**Work task**
If a line in the data contains "green", copy it out.
BEGIN Records supplied
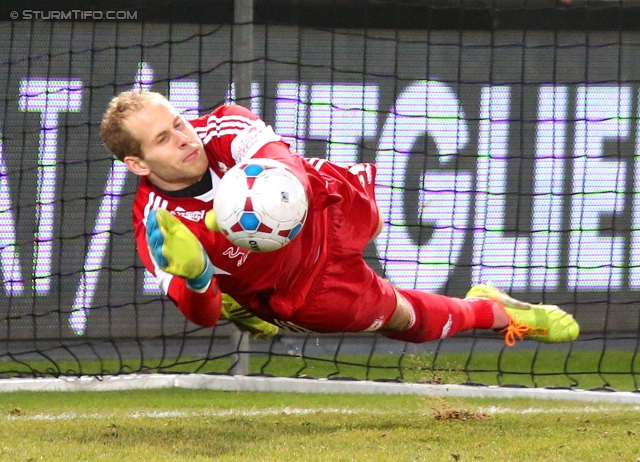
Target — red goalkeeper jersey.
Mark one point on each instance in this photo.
(278, 279)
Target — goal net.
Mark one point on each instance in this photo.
(507, 151)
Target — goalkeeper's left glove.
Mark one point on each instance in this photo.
(177, 250)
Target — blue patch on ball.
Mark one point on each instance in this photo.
(294, 232)
(249, 221)
(253, 170)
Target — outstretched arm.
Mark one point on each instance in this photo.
(175, 257)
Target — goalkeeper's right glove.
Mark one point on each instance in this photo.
(177, 250)
(210, 221)
(245, 321)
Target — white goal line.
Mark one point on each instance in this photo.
(295, 385)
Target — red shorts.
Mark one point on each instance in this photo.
(347, 295)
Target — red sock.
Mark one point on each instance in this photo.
(439, 316)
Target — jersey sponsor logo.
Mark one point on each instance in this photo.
(191, 215)
(251, 139)
(221, 126)
(235, 252)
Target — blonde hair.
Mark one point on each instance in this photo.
(114, 135)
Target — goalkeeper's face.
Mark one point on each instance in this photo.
(172, 153)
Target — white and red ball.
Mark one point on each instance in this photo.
(260, 205)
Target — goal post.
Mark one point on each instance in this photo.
(506, 140)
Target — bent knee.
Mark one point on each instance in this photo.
(401, 319)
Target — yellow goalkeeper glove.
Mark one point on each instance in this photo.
(177, 250)
(210, 221)
(245, 321)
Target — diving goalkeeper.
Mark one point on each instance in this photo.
(319, 282)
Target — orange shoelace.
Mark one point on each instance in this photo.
(519, 330)
(513, 330)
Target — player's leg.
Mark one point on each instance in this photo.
(544, 323)
(422, 316)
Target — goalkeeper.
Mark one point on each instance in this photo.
(319, 282)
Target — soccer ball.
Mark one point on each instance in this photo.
(260, 205)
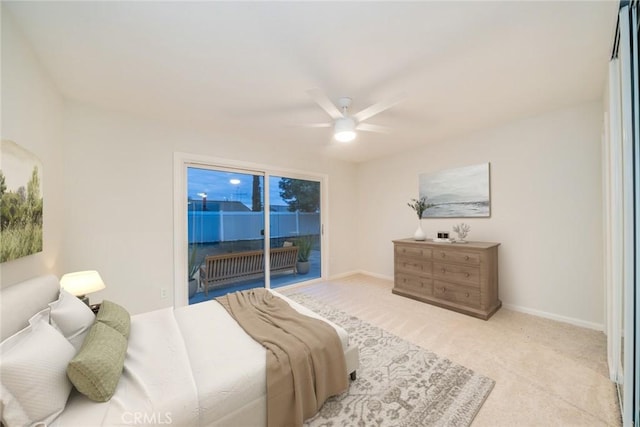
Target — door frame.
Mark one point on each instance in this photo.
(182, 160)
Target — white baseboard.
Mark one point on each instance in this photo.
(539, 313)
(366, 273)
(343, 275)
(557, 317)
(376, 275)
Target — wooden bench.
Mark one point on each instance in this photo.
(220, 270)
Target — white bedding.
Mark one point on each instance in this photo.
(192, 366)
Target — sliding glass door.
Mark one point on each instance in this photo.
(225, 231)
(295, 222)
(224, 240)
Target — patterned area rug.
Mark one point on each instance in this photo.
(398, 383)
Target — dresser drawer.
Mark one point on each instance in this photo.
(458, 273)
(456, 293)
(413, 266)
(413, 251)
(469, 258)
(417, 285)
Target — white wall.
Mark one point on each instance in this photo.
(32, 117)
(546, 209)
(119, 198)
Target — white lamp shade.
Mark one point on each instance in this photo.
(345, 129)
(82, 282)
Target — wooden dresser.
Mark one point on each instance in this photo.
(459, 276)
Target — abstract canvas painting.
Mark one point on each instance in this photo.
(457, 193)
(20, 202)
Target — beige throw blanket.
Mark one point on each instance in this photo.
(305, 360)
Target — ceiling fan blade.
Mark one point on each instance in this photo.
(373, 128)
(323, 101)
(377, 108)
(315, 125)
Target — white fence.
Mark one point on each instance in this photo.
(220, 226)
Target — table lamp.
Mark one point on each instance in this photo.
(82, 283)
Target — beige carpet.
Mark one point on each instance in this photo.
(398, 383)
(547, 373)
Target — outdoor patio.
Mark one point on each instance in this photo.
(277, 280)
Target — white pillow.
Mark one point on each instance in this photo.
(34, 387)
(72, 317)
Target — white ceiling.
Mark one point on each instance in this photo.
(243, 69)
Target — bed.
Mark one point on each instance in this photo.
(189, 366)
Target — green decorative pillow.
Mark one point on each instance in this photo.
(96, 369)
(116, 316)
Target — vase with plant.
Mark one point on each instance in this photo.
(304, 244)
(419, 206)
(462, 230)
(192, 268)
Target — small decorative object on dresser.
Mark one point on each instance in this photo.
(419, 206)
(460, 278)
(462, 230)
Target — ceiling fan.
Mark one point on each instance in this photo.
(345, 125)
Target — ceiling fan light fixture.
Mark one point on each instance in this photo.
(345, 130)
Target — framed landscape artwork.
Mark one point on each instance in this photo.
(457, 193)
(20, 202)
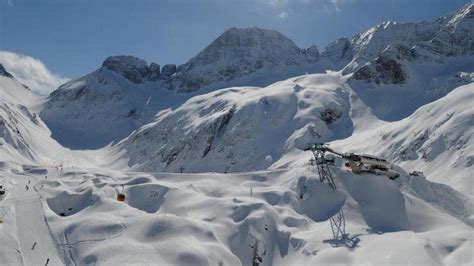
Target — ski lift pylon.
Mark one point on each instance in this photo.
(121, 195)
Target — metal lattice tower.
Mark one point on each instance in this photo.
(338, 223)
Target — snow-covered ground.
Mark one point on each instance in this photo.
(220, 175)
(66, 201)
(211, 218)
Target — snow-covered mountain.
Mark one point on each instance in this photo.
(389, 63)
(126, 92)
(244, 128)
(240, 52)
(437, 139)
(247, 192)
(102, 106)
(418, 61)
(24, 138)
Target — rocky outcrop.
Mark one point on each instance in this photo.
(382, 70)
(132, 68)
(238, 53)
(168, 70)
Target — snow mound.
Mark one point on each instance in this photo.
(66, 204)
(147, 197)
(436, 139)
(24, 138)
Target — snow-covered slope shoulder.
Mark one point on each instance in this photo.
(23, 136)
(243, 128)
(241, 52)
(437, 139)
(126, 92)
(417, 61)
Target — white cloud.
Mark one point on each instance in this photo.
(31, 72)
(283, 15)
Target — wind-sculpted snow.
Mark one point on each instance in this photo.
(245, 128)
(23, 136)
(240, 52)
(211, 219)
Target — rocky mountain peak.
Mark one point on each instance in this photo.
(241, 52)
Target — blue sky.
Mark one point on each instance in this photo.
(73, 37)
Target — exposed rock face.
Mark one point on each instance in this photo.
(168, 70)
(154, 72)
(4, 72)
(338, 50)
(382, 70)
(240, 52)
(134, 69)
(381, 52)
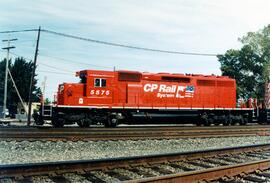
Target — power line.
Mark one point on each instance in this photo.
(126, 46)
(72, 61)
(53, 72)
(114, 44)
(46, 65)
(18, 31)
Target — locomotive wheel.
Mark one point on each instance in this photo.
(39, 120)
(217, 120)
(205, 119)
(227, 120)
(58, 123)
(111, 122)
(242, 121)
(84, 123)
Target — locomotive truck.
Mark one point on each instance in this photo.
(131, 97)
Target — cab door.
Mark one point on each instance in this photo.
(100, 91)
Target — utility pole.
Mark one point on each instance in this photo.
(6, 73)
(32, 81)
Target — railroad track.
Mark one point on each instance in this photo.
(246, 163)
(124, 133)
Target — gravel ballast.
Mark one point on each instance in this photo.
(30, 152)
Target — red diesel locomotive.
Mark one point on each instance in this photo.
(114, 97)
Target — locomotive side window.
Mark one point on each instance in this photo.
(103, 82)
(100, 82)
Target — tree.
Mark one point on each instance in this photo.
(250, 65)
(260, 43)
(246, 67)
(21, 72)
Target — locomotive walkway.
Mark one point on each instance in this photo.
(128, 133)
(246, 163)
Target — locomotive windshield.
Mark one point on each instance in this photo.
(83, 78)
(100, 82)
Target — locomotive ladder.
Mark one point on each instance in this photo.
(47, 110)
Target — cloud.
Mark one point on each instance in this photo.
(191, 26)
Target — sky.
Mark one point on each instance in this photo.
(201, 26)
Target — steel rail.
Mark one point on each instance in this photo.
(22, 170)
(209, 174)
(123, 133)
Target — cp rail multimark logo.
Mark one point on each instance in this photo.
(170, 91)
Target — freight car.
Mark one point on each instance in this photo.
(130, 97)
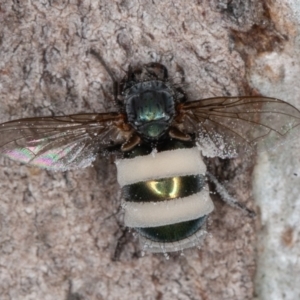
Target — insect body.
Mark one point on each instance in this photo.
(157, 135)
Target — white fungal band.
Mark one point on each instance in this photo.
(153, 214)
(179, 162)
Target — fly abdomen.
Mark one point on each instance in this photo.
(166, 198)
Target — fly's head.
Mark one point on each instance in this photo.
(149, 101)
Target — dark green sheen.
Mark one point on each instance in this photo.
(164, 189)
(174, 232)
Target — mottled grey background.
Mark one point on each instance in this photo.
(61, 234)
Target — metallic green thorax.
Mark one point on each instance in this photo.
(150, 108)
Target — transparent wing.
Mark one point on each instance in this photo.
(60, 143)
(229, 126)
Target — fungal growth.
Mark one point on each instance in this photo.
(160, 138)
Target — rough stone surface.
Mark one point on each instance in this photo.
(61, 234)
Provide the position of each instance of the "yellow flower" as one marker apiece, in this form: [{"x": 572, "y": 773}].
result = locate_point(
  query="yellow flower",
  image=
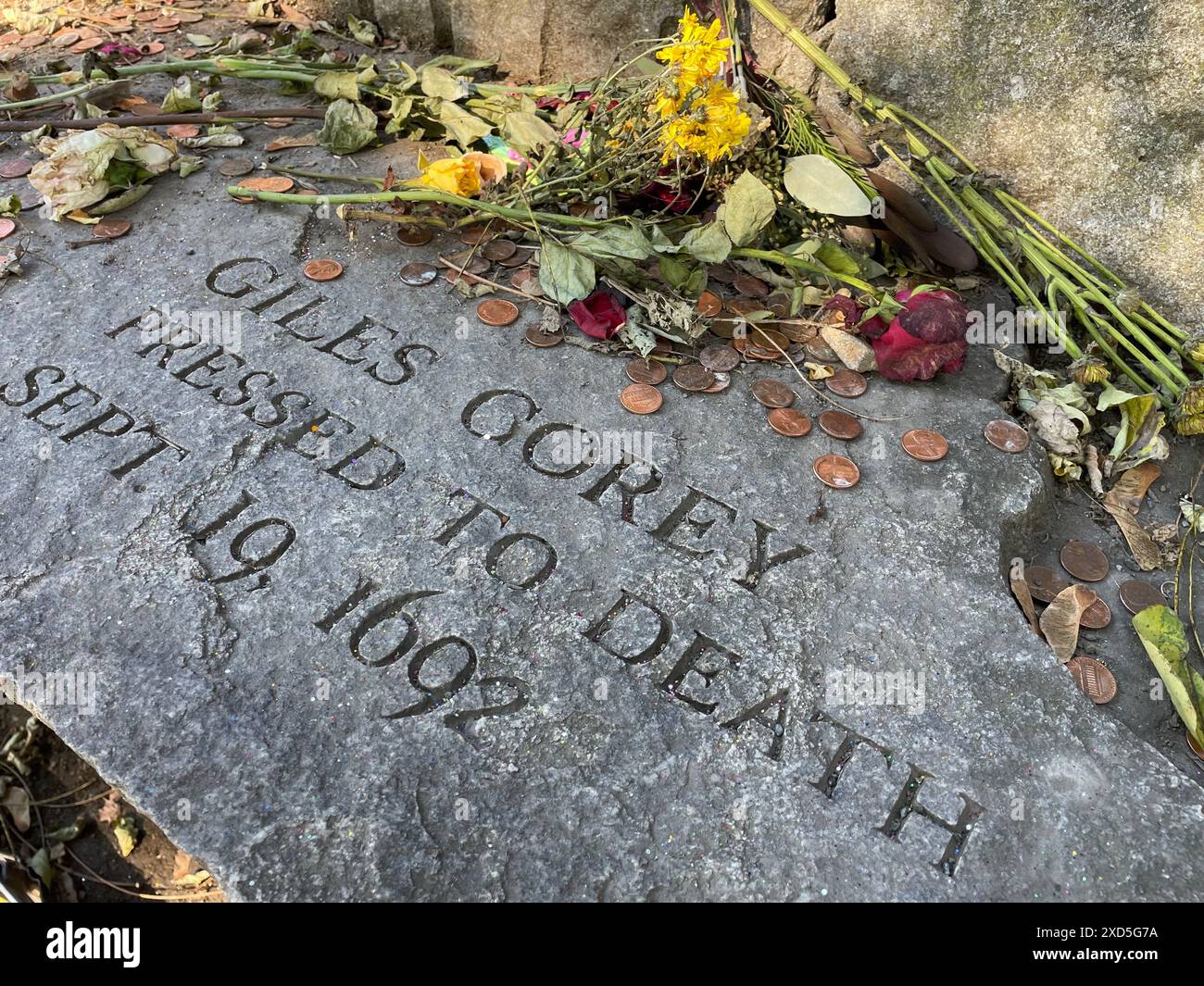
END Records supplied
**Task output**
Target — green decorative pillow.
Target — dark green sheen.
Target — metallic green thorax.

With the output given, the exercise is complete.